Três Filósofos Frente ao Piano


É raro os filósofos considerarem a música
de outra maneira a não ser como objeto de especulação.
É nos seus traços mais gerais,
nos seus caracteres mais permanentes
que a música se oferece regularmente às suas reflexões.
André Souris

O piano de Sartre, de Barthes e de Nietzsche
evidencia que uma tal escolha compromete todo o corpo,
o imaginário e os afetos, além do tempo musical.
Preferência que acompanha a vida pública,
as posições teóricas e políticas de cada um em relação à sua época.
François Noudelmann

São poucos os literatos e filósofos ao longo da História que tiveram intimidade com a prática musical. Há uma constante que faz prevalecer nas escolas a supremacia das letras sobre a música, entendendo-se esta como até “inferior” à literatura ou à filosofia. Os suplementos culturais de jornais preferenciam discussões, comentários ou críticas sobre textos literários, romances, narrativas, poesias, filosofia, sociologia… A música, quando abordada, geralmente o é por não músicos, e esse é um mal que persiste, infelizmente. Se a prevalência literária é fato nas escolas e nos meios impressos, permanentemente buscam os senhores da escrita fazer comparações de tal texto literário com a denominada música ou sonoridade subjacente. Paradoxal? Talvez.

Entre os filósofos, foram poucos aqueles que praticaram algum instrumento, souberam ler uma partitura, analisaram, mesmo amadoristicamente, uma composição. Jean-Jacques Rousseau (1712-1778) chegou a compor e a escrever sobre música, sendo um dos que se envolveu na célebre “Querelle des Bouffons”, quando se confrontou com o compositor e teórico Jean-Philippe Rameau (1683-1764). Como músico, Rousseau só seria lembrado pelo grande pensador que foi. Ludwig Wittgenstein (1889-1951) teve educação musical, praticou clarineta e não poucas vezes a música foi mencionada em seus textos filosóficos. Theodor Adorno (1903-1969), pensador alemão, seria crítico mordaz dos meios de comunicação de massa e seus escritos em que a música está inserida revelariam posições tantas vezes radicais e que poderiam externar frustações por ter sido pianista e compositor de predicados menores. Vladimir Jankélévitch (1903-1985), filósofo e musicólogo (também praticou piano), teve em seus numerosos livros sobre música um sentido solidário filosofia-música, a buscar o inefável como fator importante para a compreensão da obra musical e o mistério não possível de ser desvelado (vide em meu site: Jankélévith e os opostos sonoros em harmonia, na categoria Artigos).

--------

### Tarefas a realizar
1) Pode repetir, sem alterar nada, o trecho do texto sobre filósofos e música que se inicia nas palavras "É raro os filósofos" e se encerra em "do tempo musical."?
2) Quais linhas da listagem contêm a palavra "roof"? Extraia todas elas, diferenciando maiúsculas de minúsculas.
O texto sobre filósofos e música não tem relação alguma com a listagem.

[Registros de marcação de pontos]
--------

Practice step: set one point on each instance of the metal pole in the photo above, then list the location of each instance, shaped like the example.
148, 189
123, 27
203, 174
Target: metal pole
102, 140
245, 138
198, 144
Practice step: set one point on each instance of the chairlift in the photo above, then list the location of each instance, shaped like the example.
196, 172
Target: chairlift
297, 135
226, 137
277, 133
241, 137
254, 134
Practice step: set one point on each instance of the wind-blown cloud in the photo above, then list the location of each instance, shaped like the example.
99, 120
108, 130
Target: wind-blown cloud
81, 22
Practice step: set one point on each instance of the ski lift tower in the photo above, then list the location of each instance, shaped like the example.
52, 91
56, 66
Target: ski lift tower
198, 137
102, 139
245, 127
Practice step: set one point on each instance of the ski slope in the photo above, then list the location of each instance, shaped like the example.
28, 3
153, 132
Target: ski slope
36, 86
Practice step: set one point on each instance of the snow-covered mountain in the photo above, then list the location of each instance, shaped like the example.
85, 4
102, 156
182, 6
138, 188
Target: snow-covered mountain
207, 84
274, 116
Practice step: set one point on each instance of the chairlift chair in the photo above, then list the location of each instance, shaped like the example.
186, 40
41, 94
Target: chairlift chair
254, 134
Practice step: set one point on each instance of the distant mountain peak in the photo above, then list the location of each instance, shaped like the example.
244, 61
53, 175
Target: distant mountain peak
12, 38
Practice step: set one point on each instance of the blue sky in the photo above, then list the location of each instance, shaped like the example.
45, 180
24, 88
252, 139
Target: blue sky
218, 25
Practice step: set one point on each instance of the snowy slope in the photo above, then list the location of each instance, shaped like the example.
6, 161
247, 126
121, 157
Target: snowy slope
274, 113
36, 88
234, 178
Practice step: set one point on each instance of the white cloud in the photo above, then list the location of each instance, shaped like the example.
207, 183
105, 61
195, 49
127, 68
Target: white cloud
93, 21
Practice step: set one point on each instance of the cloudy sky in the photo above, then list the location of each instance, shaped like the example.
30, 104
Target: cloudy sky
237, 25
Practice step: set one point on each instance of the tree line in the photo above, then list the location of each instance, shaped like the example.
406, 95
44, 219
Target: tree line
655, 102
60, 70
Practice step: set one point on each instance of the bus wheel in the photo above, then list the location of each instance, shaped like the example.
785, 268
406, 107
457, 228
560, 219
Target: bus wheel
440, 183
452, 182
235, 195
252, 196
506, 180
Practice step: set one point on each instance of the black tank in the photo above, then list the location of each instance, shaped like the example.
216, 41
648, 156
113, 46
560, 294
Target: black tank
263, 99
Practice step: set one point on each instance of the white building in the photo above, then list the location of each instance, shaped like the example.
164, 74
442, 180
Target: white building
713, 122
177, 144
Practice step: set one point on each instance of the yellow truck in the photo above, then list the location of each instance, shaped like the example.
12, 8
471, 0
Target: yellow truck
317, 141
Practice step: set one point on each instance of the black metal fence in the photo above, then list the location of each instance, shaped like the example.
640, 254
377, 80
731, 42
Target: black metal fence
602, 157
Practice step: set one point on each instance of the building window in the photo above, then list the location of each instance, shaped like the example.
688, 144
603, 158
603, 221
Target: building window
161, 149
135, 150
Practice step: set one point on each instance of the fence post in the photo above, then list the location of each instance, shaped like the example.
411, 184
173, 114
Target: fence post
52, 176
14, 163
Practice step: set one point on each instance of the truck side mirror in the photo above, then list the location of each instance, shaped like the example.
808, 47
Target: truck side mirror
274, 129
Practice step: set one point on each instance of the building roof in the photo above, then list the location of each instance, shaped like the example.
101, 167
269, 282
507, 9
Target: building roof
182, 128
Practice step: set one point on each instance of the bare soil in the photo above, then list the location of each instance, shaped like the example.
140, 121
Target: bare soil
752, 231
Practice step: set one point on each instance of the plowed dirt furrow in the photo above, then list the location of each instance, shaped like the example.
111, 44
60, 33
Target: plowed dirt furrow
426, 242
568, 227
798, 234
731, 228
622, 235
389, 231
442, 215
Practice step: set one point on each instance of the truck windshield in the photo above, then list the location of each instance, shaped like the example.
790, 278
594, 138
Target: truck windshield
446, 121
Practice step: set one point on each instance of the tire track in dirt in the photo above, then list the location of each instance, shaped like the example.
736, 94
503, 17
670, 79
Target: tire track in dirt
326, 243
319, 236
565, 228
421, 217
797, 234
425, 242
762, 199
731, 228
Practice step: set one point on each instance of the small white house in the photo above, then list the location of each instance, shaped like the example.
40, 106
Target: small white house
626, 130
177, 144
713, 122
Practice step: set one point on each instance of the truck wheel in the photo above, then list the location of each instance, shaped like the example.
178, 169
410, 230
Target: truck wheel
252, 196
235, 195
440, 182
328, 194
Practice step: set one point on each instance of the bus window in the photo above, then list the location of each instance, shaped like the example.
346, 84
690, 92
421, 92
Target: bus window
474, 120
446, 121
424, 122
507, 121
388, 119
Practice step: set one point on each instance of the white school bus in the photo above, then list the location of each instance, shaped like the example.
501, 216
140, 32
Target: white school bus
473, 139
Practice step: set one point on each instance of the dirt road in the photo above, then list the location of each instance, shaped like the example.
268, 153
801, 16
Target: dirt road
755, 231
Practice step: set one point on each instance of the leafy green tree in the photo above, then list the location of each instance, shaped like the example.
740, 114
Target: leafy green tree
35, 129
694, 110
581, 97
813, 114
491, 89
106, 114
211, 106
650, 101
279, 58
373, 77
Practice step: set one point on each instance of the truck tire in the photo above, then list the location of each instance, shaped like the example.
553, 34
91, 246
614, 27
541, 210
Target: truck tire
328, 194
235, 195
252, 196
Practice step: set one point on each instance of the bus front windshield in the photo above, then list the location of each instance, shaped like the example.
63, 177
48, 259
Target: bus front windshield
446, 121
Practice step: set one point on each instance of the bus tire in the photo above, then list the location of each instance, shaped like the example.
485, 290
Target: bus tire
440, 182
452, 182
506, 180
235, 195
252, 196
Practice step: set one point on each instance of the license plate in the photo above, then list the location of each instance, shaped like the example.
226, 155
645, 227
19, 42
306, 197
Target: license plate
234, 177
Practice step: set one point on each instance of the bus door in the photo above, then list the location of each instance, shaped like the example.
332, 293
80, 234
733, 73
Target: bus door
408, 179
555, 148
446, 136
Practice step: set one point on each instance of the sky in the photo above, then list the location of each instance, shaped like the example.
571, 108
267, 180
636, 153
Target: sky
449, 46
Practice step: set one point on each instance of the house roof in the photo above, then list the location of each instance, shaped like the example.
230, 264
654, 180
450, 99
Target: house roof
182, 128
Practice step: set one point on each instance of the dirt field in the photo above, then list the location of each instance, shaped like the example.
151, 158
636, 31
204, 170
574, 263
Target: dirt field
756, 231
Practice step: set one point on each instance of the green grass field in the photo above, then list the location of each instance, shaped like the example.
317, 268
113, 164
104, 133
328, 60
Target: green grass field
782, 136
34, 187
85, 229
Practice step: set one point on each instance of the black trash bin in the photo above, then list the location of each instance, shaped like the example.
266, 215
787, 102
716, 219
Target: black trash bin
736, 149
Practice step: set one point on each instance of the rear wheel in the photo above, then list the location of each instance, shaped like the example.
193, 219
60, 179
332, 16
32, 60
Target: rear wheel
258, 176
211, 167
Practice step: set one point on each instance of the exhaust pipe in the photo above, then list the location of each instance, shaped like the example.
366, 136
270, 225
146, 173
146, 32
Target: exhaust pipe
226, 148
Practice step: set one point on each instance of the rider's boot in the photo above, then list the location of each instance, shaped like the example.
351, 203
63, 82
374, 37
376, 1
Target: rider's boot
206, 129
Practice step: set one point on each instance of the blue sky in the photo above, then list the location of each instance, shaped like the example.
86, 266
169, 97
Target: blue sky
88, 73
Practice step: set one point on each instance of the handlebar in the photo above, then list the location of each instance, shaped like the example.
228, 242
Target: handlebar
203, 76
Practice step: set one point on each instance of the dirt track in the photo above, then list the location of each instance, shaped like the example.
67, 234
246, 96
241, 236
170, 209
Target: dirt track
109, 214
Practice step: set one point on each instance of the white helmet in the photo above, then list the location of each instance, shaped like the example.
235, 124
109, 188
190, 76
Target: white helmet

--------

### Soluções por tarefa
1)
É raro os filósofos considerarem a música
de outra maneira a não ser como objeto de especulação.
É nos seus traços mais gerais,
nos seus caracteres mais permanentes
que a música se oferece regularmente às suas reflexões.
André Souris

O piano de Sartre, de Barthes e de Nietzsche
evidencia que uma tal escolha compromete todo o corpo,
o imaginário e os afetos, além do tempo musical.

2)
Practice step: set one point on each instance of the building roof in the photo above, then list the location of each instance, shaped like the example.
Target: building roof
Practice step: set one point on each instance of the house roof in the photo above, then list the location of each instance, shaped like the example.
Target: house roof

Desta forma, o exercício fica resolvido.